**Dataset records:**

● ● ● ● ● ● ●

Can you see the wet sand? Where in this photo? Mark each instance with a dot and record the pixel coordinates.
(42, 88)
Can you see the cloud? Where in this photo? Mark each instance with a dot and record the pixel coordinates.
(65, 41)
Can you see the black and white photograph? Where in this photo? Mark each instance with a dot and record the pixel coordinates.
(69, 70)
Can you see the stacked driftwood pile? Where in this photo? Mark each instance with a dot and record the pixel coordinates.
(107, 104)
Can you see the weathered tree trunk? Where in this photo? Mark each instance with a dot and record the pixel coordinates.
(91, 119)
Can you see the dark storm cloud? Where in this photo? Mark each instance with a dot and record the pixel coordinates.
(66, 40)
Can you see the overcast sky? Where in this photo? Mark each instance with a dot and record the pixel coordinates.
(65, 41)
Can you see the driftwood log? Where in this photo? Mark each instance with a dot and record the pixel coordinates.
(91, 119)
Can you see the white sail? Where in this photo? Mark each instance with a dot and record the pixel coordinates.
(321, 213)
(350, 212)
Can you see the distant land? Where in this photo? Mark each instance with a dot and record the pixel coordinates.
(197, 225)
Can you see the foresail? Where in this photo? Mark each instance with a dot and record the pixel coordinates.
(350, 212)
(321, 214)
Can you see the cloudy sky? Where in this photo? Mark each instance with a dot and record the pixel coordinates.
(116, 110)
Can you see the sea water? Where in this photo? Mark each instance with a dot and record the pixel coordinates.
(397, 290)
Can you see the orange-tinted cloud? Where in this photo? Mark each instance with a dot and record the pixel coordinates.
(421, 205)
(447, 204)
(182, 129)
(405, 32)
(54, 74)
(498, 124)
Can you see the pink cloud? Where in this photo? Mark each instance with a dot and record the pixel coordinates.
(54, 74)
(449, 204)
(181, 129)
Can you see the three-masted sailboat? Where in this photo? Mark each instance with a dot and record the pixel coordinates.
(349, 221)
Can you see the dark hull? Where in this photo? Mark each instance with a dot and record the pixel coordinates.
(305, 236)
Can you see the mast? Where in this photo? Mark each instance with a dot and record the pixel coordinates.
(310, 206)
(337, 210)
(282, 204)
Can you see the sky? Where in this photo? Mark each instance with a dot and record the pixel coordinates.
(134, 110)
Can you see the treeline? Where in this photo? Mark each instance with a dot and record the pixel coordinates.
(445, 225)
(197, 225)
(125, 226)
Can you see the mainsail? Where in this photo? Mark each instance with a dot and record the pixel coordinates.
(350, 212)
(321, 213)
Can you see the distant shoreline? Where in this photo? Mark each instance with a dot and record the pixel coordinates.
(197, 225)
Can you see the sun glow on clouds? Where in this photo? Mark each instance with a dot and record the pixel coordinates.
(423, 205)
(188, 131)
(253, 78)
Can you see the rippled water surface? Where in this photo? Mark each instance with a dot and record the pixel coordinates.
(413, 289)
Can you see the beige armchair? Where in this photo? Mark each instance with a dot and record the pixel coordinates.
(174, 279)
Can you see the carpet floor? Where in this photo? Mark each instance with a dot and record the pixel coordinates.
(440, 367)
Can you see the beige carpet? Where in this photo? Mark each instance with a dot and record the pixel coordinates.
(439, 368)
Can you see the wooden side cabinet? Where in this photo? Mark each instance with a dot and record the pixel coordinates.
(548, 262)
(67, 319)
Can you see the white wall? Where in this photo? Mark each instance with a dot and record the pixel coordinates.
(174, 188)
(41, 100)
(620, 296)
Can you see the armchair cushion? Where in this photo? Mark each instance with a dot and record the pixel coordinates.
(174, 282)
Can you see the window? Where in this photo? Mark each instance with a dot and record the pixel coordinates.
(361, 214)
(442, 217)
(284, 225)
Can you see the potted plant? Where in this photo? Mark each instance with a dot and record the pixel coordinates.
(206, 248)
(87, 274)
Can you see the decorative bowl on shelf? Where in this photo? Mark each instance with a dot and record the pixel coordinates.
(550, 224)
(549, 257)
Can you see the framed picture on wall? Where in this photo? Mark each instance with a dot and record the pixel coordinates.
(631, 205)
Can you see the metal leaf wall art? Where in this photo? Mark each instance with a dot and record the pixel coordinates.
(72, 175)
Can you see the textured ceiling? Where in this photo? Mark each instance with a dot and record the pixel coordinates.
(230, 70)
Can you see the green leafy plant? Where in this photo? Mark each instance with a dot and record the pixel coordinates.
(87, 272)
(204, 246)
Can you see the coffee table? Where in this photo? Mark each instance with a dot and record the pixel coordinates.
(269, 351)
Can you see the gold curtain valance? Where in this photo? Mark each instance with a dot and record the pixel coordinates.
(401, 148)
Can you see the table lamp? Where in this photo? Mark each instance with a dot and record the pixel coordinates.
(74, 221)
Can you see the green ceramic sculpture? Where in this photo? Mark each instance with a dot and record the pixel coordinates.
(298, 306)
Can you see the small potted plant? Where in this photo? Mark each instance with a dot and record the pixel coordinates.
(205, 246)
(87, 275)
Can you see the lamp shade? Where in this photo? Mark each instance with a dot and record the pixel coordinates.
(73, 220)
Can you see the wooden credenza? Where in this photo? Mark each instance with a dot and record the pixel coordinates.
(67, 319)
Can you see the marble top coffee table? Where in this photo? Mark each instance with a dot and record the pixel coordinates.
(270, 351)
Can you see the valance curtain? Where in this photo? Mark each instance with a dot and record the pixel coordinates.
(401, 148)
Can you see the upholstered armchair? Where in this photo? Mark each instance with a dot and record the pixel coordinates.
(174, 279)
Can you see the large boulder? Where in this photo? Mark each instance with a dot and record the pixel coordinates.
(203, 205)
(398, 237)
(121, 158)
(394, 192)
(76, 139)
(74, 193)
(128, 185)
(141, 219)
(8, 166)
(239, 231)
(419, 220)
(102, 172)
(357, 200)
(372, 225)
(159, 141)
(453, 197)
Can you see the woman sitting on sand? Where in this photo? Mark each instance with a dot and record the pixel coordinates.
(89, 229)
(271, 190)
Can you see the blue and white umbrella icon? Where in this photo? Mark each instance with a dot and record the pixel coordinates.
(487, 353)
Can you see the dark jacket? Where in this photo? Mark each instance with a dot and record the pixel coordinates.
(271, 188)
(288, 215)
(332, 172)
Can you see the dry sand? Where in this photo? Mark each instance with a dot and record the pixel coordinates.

● ● ● ● ● ● ●

**Instructions to follow:** What you give back should match the entries above exactly.

**Your solution:**
Can you see the wet sand? Where in this photo? Mark each instance with a dot and record the pixel coordinates.
(42, 88)
Can you see the cloud? Where in this photo? Mark each instance with a dot and record the pixel coordinates.
(65, 41)
Can you see the black and white photograph? Where in this photo? Mark each instance with a dot and record the pixel coordinates.
(69, 70)
Can you see the stacked driftwood pile? Where in this photo? Mark each instance with a dot and record the pixel coordinates.
(107, 104)
Can you see the weathered tree trunk? Where in this photo? Mark each instance with a dot and record the pixel coordinates.
(91, 119)
Can you see the dark storm cloud? Where in this photo? Mark each instance with a dot and record the pixel coordinates.
(66, 40)
Can you see the overcast sky? Where in this photo? Mark each instance with a dot and record the pixel coordinates.
(65, 41)
Can you see the driftwood log? Where in this photo? Mark each instance with a dot and record the pixel coordinates.
(91, 119)
Can you see the white sail? Where in this photo? Mark each instance with a dot and record the pixel coordinates.
(321, 213)
(350, 212)
Can you see the distant land? Where in this photo? Mark each instance with a dot and record the pixel coordinates.
(197, 225)
Can you see the foresail? Where in this photo? Mark each instance with a dot and record the pixel coordinates.
(350, 212)
(321, 214)
Can you see the cloudy sky? Where in this photo? Mark each instance with a dot and record the pixel coordinates.
(116, 110)
Can you see the sea water? Where in this photo? Mark each instance with a dot and record the pixel coordinates.
(397, 290)
Can you see the orange-tinted cloud? Where in this photo? Mark each instance with a dot and record the pixel coordinates.
(421, 205)
(447, 204)
(182, 129)
(405, 32)
(54, 74)
(498, 124)
Can you see the pink cloud? Where in this photo? Mark each instance with a dot and record the pixel coordinates.
(54, 74)
(449, 204)
(181, 129)
Can you see the three-masted sailboat? Where in this photo? Mark each instance with a dot and record the pixel coordinates.
(349, 221)
Can you see the dark hull? Where in this photo? Mark each instance with a dot and record the pixel coordinates.
(305, 236)
Can you see the mast? Where in this photo? Mark each instance with a dot and record the pixel coordinates.
(310, 206)
(337, 210)
(282, 204)
Can you see the sky? Where in this photo? Mark each instance with a dot and record the pixel coordinates.
(134, 110)
Can you see the treeline? Where in this photo? Mark each instance with a dot and record the pixel coordinates.
(445, 225)
(197, 225)
(125, 226)
Can you see the mainsail? Where in this photo? Mark each instance with a dot and record the pixel coordinates.
(350, 212)
(321, 213)
Can you see the distant shoreline? Where in this photo? Mark each instance with a dot and record the pixel coordinates.
(197, 225)
Can you see the sun glow on clouds? Where in this photo? Mark each instance with a dot and record the pixel coordinates.
(423, 205)
(188, 131)
(253, 78)
Can you see the rippled water surface? Where in this photo? Mark each instance with a dot and record the pixel coordinates.
(413, 289)
Can you see the beige armchair? Where in this photo? Mark each instance with a dot and record the pixel coordinates.
(174, 279)
Can you see the carpet floor? Where in this photo? Mark each instance with a dot and record the pixel coordinates.
(440, 367)
Can you see the beige carpet? Where in this photo? Mark each instance with a dot and record the pixel coordinates.
(439, 368)
Can you see the wooden side cabinet? Where in this photo? Mark each instance with a dot and record the pixel coordinates.
(548, 262)
(67, 319)
Can you see the white wall? Where in this photo? Mark each instance with a dot and record the pixel coordinates.
(174, 188)
(41, 100)
(620, 296)
Can you see the armchair cushion? Where in this photo? Mark each instance with a dot and record the pixel coordinates.
(174, 282)
Can you see the window? Where in this photo? Mark each instance with a dot and record the pixel coordinates.
(361, 214)
(442, 217)
(284, 225)
Can you see the potted plant? Where in this photo? Mark each instance with a dot and record the pixel coordinates.
(206, 248)
(87, 274)
Can you see the decorative bowl on shelf? Where in this photo? Mark each instance with a dot and record the pixel coordinates.
(550, 224)
(549, 257)
Can you see the framed picture on wall? Where in this photo? Mark each instance with a dot and record the pixel coordinates.
(631, 205)
Can you see the metal leaf wall art? Where in this photo? Mark each instance with a dot and record the pixel coordinates.
(72, 175)
Can you see the textured ceiling? Where in this photo? Mark each instance with a dot and record the pixel coordinates.
(230, 70)
Can you see the green leafy plant? Where in this photo? Mark each instance with a dot and record the pixel coordinates.
(87, 272)
(204, 246)
Can you see the coffee table? Where in this photo? Mark each instance with a dot and record the pixel coordinates.
(269, 351)
Can you see the gold curtain valance? Where in this photo? Mark each instance with a dot and record the pixel coordinates.
(401, 148)
Can you see the table lamp? Where in this photo? Mark each instance with a dot and record the pixel coordinates.
(74, 221)
Can you see the green ceramic sculpture? Where in this photo? Mark each instance with a dot and record the pixel coordinates.
(298, 306)
Can you see the small potted plant? Where in this photo? Mark each instance with a dot and record the pixel coordinates.
(205, 246)
(87, 275)
Can you see the lamp shade? Where in this photo? Mark each instance with a dot and record the pixel coordinates.
(73, 220)
Can you see the wooden credenza? Where in this photo? Mark each instance with a dot and record the pixel coordinates.
(67, 319)
Can you see the marble top coffee table? Where in this photo? Mark each instance with a dot and record the pixel coordinates.
(270, 351)
Can you see the valance curtain? Where in this photo? Mark each instance with a dot and record the pixel coordinates.
(401, 148)
Can you see the upholstered armchair? Where in this photo? Mark each instance with a dot and record the pixel coordinates.
(174, 279)
Can you see the large boulder? Where in this photo? Mark each instance with a dot and record the pixel coordinates.
(203, 205)
(398, 237)
(121, 158)
(394, 192)
(76, 139)
(74, 193)
(128, 185)
(141, 219)
(8, 166)
(239, 231)
(419, 220)
(102, 172)
(357, 200)
(372, 225)
(159, 141)
(453, 197)
Can you see the woman sitting on sand? Where in this photo? Mark each instance with a dot and record the pixel coordinates.
(89, 229)
(271, 190)
Can you see the blue and white umbrella icon? Where in this photo? Mark each instance with a dot and record the pixel coordinates.
(487, 353)
Can you see the dark jacket? Where in this photo? Mark each instance with a dot and record the pixel coordinates.
(271, 188)
(288, 215)
(332, 172)
Can you see the dry sand? Where in this photo? Mark each instance with a dot and record the pixel coordinates.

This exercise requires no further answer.